START AVAILABLE DATA
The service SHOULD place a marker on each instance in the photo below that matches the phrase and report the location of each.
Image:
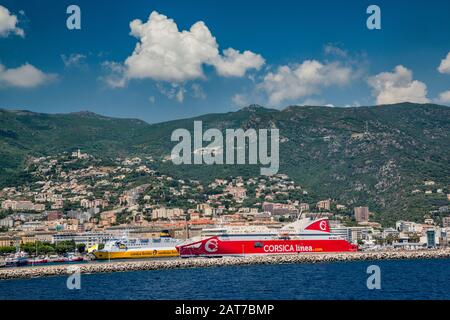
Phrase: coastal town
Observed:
(78, 199)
END AVAILABLE DATA
> WHAT TO WORK ON: Transcribe the records verbatim and omit the images.

> WRITTEN SOLUTION:
The service SHOULD place a marker on each instance in the photo below that matches the phrase and report the location of each.
Image:
Phrase: coastal town
Observed:
(78, 199)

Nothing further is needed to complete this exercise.